◆ What the exercise asks ◆
Reproduce verbatim the portion of the text about Scotland from "After the Ice" to "Britain was formed.".

◆ Text provided ◆
--- START ---
Scotland lies on the northern third of the island of Great Britain. It is bordered by England to the south, the North Sea, the Atlantic Ocean, and the Irish Sea. The population is 5,144,200 and the literacy rate is 99%.
After the Ice Age, hunter-gatherers arrived in the area of present-day Scotland. It was briefly occupied by the Romans. The Kingdom of the Picts was established in the 6th century AD and lasted until the late 13th century with the death of Queen Margaret.
This was followed by the Bruce Dynasty and then the Stuart Dynasty which ruled throughout the Middle Ages. The 1707 Act of Union united England and Scotland, and Great Britain was formed.
The educational system of Scotland is different from the rest of the United Kingdom. There is a long history of formal education in Scotland. Schools run by churches were established during the Middle Ages, and the Scottish Parliament established schools
during the 17th century. Many acts during the 19th century established free and compulsory education, made schools the responsibility of local boards rather than churches, and required teachers to have some form of training.
English is the language of instruction, and some schools in the Gaelic-speaking part of the country teach some classes in Gaelic. Education is free and compulsory from ages 5 to 16. Currently, Scotland's Department for Education oversees the country's secondary education system while the Department of Education, Training, and Skills oversees tertiary
Scottish Credit and Qualifications Framework (SCQF)
The Scottish Credit and Qualifications Framework (SCQF) is the national qualifications framework of Scotland and organizes the country’s qualifications in 12 levels. In the SCQF, levels 1-12 describe the degree of difficulty, with 12 representing the highest level of complexity (e.g., doctoral degree). The credit points, on the other hand, describe the size of the qualification and the time taken to complete it. One SCQF credit represents approximately 10 hours of learning, and one year of full-time academic study in Scottish higher education is 120 SCQF credits.
--- END ---
◆ Saved entries ◆
--- START ---
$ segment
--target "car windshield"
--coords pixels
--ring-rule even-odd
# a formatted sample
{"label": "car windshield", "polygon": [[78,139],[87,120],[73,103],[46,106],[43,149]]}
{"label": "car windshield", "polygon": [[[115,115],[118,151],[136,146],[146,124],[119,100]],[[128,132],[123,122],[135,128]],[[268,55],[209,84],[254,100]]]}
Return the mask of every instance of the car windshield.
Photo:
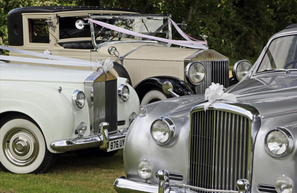
{"label": "car windshield", "polygon": [[256,72],[280,69],[297,70],[297,36],[273,39],[266,51]]}
{"label": "car windshield", "polygon": [[[168,17],[104,17],[92,16],[93,19],[120,27],[146,35],[171,39]],[[111,30],[94,24],[97,44],[112,41],[151,40],[151,39],[132,36]]]}

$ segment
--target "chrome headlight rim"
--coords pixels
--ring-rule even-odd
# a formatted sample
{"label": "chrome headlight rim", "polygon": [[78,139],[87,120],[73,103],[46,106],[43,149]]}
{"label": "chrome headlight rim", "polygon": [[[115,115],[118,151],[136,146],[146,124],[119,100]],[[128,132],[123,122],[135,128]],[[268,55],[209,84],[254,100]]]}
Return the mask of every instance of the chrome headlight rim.
{"label": "chrome headlight rim", "polygon": [[[234,78],[235,80],[236,80],[238,82],[239,82],[240,80],[241,80],[241,79],[242,78],[241,78],[241,79],[239,78],[239,77],[238,77],[239,75],[238,74],[238,73],[239,72],[237,72],[237,70],[238,70],[239,66],[241,65],[242,65],[245,62],[247,62],[248,63],[248,64],[249,64],[250,65],[250,68],[249,68],[249,69],[248,70],[250,70],[250,69],[252,67],[252,65],[251,64],[250,62],[249,62],[248,60],[239,60],[239,61],[236,62],[235,63],[235,64],[234,64],[234,65],[233,66],[233,67],[232,68],[232,76]],[[248,78],[249,78],[251,76],[251,73],[250,73]]]}
{"label": "chrome headlight rim", "polygon": [[[152,134],[152,129],[153,129],[152,126],[156,121],[159,121],[164,122],[168,126],[168,128],[169,128],[169,138],[167,140],[166,140],[164,142],[160,142],[158,141],[156,139],[155,139],[155,138],[154,137],[153,135]],[[159,118],[155,119],[152,122],[152,123],[151,123],[151,125],[150,126],[150,135],[151,136],[151,138],[152,138],[153,141],[155,142],[155,143],[156,143],[158,145],[168,145],[168,144],[171,144],[173,141],[174,139],[175,138],[175,135],[176,135],[175,125],[174,125],[174,123],[173,123],[173,122],[169,118],[168,118],[168,117],[166,117],[165,116],[162,116],[162,117],[159,117]]]}
{"label": "chrome headlight rim", "polygon": [[[127,97],[127,99],[123,97],[124,95],[123,94],[123,90],[124,89],[124,88],[126,88],[128,90],[128,97]],[[118,88],[118,95],[122,102],[128,101],[130,96],[130,89],[129,89],[129,87],[126,84],[120,85]]]}
{"label": "chrome headlight rim", "polygon": [[[272,132],[275,131],[280,132],[285,136],[286,136],[286,138],[287,138],[287,140],[288,141],[288,145],[287,146],[287,150],[286,152],[280,155],[277,155],[273,154],[272,152],[271,152],[271,151],[268,147],[267,138],[269,134],[270,134]],[[288,129],[283,127],[278,126],[273,128],[266,134],[264,140],[265,148],[266,151],[271,156],[274,157],[283,158],[291,154],[294,147],[294,139],[293,138],[292,134],[289,131],[289,130],[288,130]]]}
{"label": "chrome headlight rim", "polygon": [[[82,105],[80,104],[78,102],[77,96],[79,94],[83,94],[83,95],[84,102]],[[85,104],[86,95],[85,95],[85,93],[84,93],[84,92],[79,90],[76,90],[74,92],[73,92],[73,93],[72,94],[72,106],[73,106],[73,108],[75,109],[78,110],[84,107]]]}
{"label": "chrome headlight rim", "polygon": [[[190,72],[191,68],[193,66],[194,66],[194,65],[197,64],[200,65],[203,68],[204,71],[204,77],[203,77],[202,80],[198,83],[194,82],[193,81],[192,81],[192,80],[191,79],[190,74],[189,74],[189,72]],[[192,61],[192,62],[191,62],[190,63],[189,63],[188,64],[188,65],[187,65],[187,66],[186,67],[186,68],[185,68],[185,77],[186,78],[186,80],[188,81],[188,82],[189,82],[191,84],[195,85],[199,85],[199,84],[201,84],[201,83],[202,82],[203,82],[203,80],[205,78],[206,71],[206,70],[205,69],[205,67],[204,66],[204,64],[203,64],[203,63],[202,62],[199,62],[199,61]]]}

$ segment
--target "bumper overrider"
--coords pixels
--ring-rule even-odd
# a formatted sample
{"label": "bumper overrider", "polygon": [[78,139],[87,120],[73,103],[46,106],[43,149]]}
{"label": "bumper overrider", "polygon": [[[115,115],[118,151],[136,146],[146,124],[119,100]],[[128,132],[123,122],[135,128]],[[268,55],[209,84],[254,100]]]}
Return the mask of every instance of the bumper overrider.
{"label": "bumper overrider", "polygon": [[109,142],[126,137],[127,130],[108,136],[109,124],[102,122],[99,126],[100,134],[98,135],[64,139],[56,141],[50,144],[50,147],[57,152],[69,152],[92,148],[99,148],[106,150],[109,147]]}
{"label": "bumper overrider", "polygon": [[175,184],[176,186],[171,186],[169,184],[169,173],[168,171],[165,170],[159,170],[157,176],[159,178],[158,185],[130,180],[122,176],[115,180],[113,183],[113,188],[119,193],[197,193],[190,189],[215,193],[249,193],[249,183],[246,179],[240,179],[237,181],[238,191],[235,191],[206,189],[178,183]]}

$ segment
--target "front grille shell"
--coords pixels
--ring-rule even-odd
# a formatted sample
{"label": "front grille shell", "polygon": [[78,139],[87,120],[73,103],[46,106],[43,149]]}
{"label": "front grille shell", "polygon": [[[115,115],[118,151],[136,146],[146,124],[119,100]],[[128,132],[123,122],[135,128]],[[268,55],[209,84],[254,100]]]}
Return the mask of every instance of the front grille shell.
{"label": "front grille shell", "polygon": [[236,190],[240,178],[250,182],[252,123],[259,122],[258,112],[249,105],[235,103],[211,105],[205,112],[203,105],[194,107],[191,114],[188,184]]}

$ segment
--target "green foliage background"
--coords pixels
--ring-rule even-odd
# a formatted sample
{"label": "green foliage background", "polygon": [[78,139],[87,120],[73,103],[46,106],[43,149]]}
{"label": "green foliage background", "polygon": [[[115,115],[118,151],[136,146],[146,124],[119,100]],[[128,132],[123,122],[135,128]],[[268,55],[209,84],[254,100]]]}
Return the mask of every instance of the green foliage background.
{"label": "green foliage background", "polygon": [[0,0],[0,44],[7,44],[6,16],[10,10],[44,5],[116,7],[170,14],[176,22],[186,21],[185,32],[194,38],[201,39],[199,35],[207,35],[210,49],[240,59],[258,56],[273,34],[297,23],[297,0]]}

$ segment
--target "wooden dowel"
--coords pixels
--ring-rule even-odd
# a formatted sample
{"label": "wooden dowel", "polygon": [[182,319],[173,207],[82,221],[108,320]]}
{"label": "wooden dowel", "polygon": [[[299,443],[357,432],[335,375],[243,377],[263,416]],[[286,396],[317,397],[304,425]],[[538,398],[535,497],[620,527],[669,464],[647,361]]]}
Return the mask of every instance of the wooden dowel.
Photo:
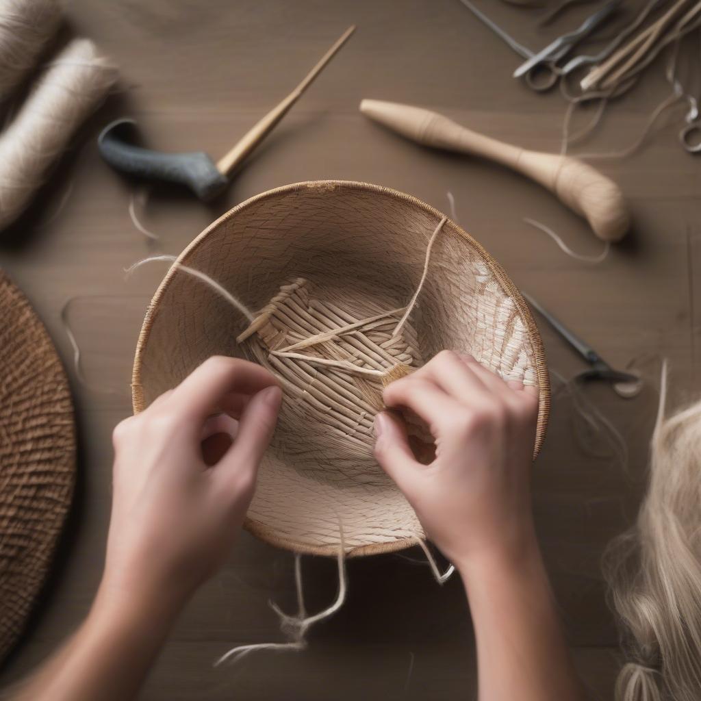
{"label": "wooden dowel", "polygon": [[360,103],[363,114],[412,141],[489,158],[547,188],[605,241],[616,241],[630,224],[618,186],[577,158],[527,151],[471,131],[436,112],[378,100]]}
{"label": "wooden dowel", "polygon": [[271,109],[254,125],[238,143],[217,163],[217,168],[227,177],[241,163],[252,151],[273,130],[275,125],[285,116],[292,106],[299,99],[315,78],[323,70],[341,46],[355,31],[355,25],[348,27],[343,36],[322,57],[318,63],[306,74],[304,80],[277,107]]}

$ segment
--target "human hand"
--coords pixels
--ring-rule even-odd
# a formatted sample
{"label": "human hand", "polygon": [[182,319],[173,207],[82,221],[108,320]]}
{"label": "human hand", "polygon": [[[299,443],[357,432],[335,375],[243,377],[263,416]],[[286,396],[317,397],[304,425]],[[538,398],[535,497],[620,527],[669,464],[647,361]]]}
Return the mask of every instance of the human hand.
{"label": "human hand", "polygon": [[481,553],[530,544],[536,388],[444,350],[383,396],[388,409],[417,416],[435,439],[435,458],[423,465],[397,413],[375,419],[378,462],[443,554],[460,569]]}
{"label": "human hand", "polygon": [[117,426],[102,598],[177,606],[223,563],[281,396],[261,366],[215,357]]}

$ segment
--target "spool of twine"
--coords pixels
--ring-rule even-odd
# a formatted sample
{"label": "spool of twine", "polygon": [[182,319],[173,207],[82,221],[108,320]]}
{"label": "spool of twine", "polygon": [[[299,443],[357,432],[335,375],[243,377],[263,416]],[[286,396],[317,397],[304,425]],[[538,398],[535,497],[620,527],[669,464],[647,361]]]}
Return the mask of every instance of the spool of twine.
{"label": "spool of twine", "polygon": [[48,64],[0,137],[0,230],[25,209],[116,78],[88,39],[74,39]]}
{"label": "spool of twine", "polygon": [[55,0],[0,2],[0,102],[36,65],[60,22]]}

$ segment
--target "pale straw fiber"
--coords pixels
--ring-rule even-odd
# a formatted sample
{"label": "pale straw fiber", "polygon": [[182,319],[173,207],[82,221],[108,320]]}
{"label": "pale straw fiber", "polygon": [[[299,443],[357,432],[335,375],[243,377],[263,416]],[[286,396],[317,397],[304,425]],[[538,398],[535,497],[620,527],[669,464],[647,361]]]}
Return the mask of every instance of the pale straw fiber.
{"label": "pale straw fiber", "polygon": [[74,39],[47,65],[0,135],[0,229],[21,214],[116,79],[88,39]]}
{"label": "pale straw fiber", "polygon": [[0,102],[36,64],[60,22],[55,0],[0,2]]}
{"label": "pale straw fiber", "polygon": [[[501,267],[456,224],[448,219],[435,233],[442,218],[375,185],[289,185],[209,226],[156,292],[137,347],[135,411],[212,355],[260,362],[283,387],[246,524],[264,540],[334,556],[339,522],[349,555],[398,550],[423,537],[372,456],[372,423],[388,372],[418,367],[443,348],[539,386],[540,448],[550,393],[530,313]],[[432,235],[423,287],[400,327]],[[257,310],[255,321],[179,264]]]}

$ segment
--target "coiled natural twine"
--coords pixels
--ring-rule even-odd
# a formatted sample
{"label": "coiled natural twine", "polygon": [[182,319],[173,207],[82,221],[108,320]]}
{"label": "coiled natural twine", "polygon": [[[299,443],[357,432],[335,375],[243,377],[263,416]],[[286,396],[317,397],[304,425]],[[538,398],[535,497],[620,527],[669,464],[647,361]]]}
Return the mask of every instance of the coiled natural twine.
{"label": "coiled natural twine", "polygon": [[647,495],[604,558],[629,657],[617,701],[701,698],[701,402],[665,419],[665,384]]}
{"label": "coiled natural twine", "polygon": [[88,39],[74,39],[48,65],[0,137],[0,229],[24,210],[116,79]]}
{"label": "coiled natural twine", "polygon": [[60,22],[55,0],[0,2],[0,102],[36,64]]}

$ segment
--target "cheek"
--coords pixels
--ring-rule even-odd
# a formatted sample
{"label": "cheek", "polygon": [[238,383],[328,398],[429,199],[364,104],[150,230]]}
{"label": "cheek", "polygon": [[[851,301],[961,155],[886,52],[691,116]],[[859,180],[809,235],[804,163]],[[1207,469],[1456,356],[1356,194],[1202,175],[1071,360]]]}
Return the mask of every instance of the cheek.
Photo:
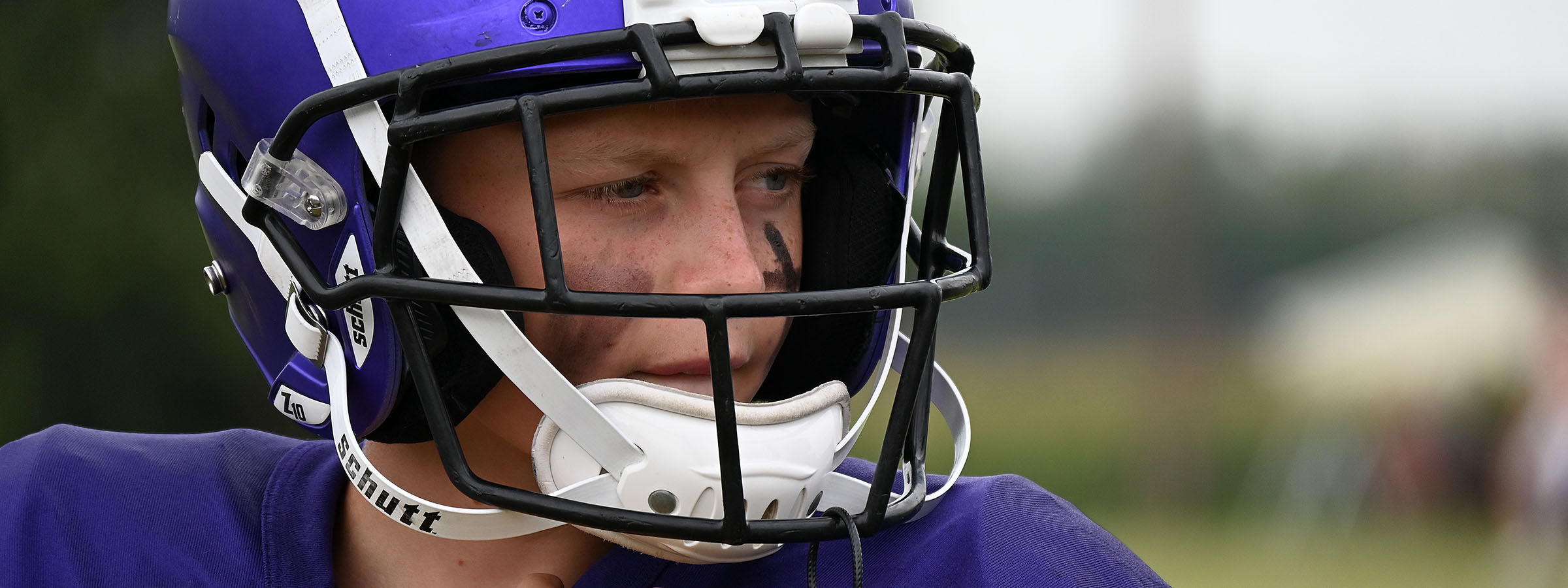
{"label": "cheek", "polygon": [[760,237],[753,238],[753,256],[762,270],[768,292],[798,292],[801,270],[801,230],[798,218],[762,223]]}
{"label": "cheek", "polygon": [[[564,246],[563,246],[564,249]],[[610,249],[582,251],[566,262],[566,285],[590,292],[649,292],[652,273],[627,260],[618,260]],[[635,323],[630,317],[590,317],[528,314],[524,329],[546,359],[555,364],[572,384],[619,375],[613,351]]]}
--- END ---
◆ Response below ◆
After the Ice Age, hunter-gatherers arrived in the area of present-day Scotland. It was briefly occupied by the Romans. The Kingdom of the Picts was established in the 6th century AD and lasted until the late 13th century with the death of Queen Margaret.
This was followed by the Bruce Dynasty and then the Stuart Dynasty which ruled throughout the Middle Ages. The 1707 Act of Union united England and Scotland, and Great Britain was formed.